(TRECHO DO TEXTO)
· · · ·
Carles: Você está propondo o meu primo Xavi Hernández para o lugar de Paulinho no Alvinegro? Pois eu apoio e até posso dar umas dicas para ele. Pelo que entendi, por um lado, você acha que o ritmo do futebol disputado no Brasil é mais adequado para quem já não tem tanta velocidade no jogo e por outro que é uma grande oportunidade de que os garotos possam ter seus mestres ao lado, dentro e campo. É isso? É provável que muitos deles encarem a volta, ou a nova aventura como no caso de Clarence, como uma espécie de destino tranquilo. No caso dele, cujo jogo sempre foi cadenciado, o Campeonato Brasileiro pode ter sido uma escolha das mais adequadas. Os repatriados, não tenho dúvidas, pensam em utilizar o inevitável aprendizado de noções táticas para tentar fazer mais com menos esforço. Sheik vive fazendo gols graças ao seu posicionamento inteligente.

Edu: Seria um ótimo destino para o grande Xavi, poderia ficar por aqui no fim da Copa. Aliás, o clima de Copa teve influência na decisão de Seedorf e pode abrir as portas para outros como ele, já nos estertores. Não acho que seja um mau negócio para os times brasileiros, ao contrário, é saudável receber os 'velhinhos' em grande estilo. Mas é inevitável que fique a sensação de que os caras pensem: 'Bom, aqui (na Europa) não dá mais. Então, ou volto pra casa ou tento as Arábias ou os Estados Unidos'. É uma impressão evidente de fim de linha.
· · · ·
(LINHAS DE DADOS)

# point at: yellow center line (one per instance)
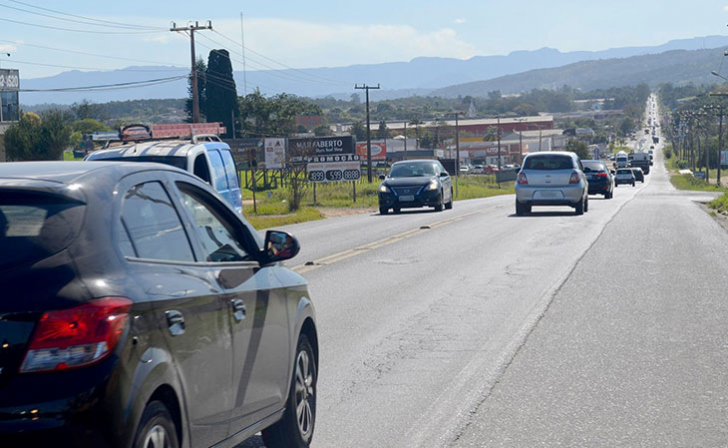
· · · ·
(TAREFAS DO EXERCÍCIO)
A) No trecho sobre os veteranos no futebol brasileiro, a que Carles atribui os gols frequentes de Sheik?
B) Dê continuidade ao trecho sobre os veteranos no futebol brasileiro a partir do ponto em que ele termina.

(RESPOSTAS DO EXERCÍCIO)
A) Ao seu posicionamento inteligente.

B)
Carles: Seja qual for o motivo ou a autojustificativa, é um recurso a ser aproveitado, inclusive para tentar minimizar outra coisa de que você costuma se queixar frequentemente e com razão, de que o interesse do torcedor brasileiro pelo futebol europeu não tem um equivalente no sentido contrário. Poderia ser até uma estratégia de marketing (já que os dirigentes gostam tanto disso) que jogadores daqui atuassem no Brasil. Mesmo que mais veteranos, mas de uma certa reputação e não só o glorioso Fran Mérida, único espanhol jogando por aí, contratado sem pena nem glória pelo Atlético Paranaense e que, me parece, virou reserva.

Edu: Tanto que quase ninguém sabe quem é Fran Mérida. De todo jeito, é ao menos alentador que argentinos, uruguaios e outros vizinhos, nem tão veteranos, tenham adotado o mercado brasileiro, como já abordamos aqui. Por sinal, falando nos 'velhinhos' Seedorf e Juninho, ontem eles fizeram um grande duelo e comandaram Botafogo e Vasco no clássico carioca. Seedorf marcou mais um golaço na vitória do Bota, 3 a 2, e levou o time à liderança. Este campeonato está mais para Terceira Idade.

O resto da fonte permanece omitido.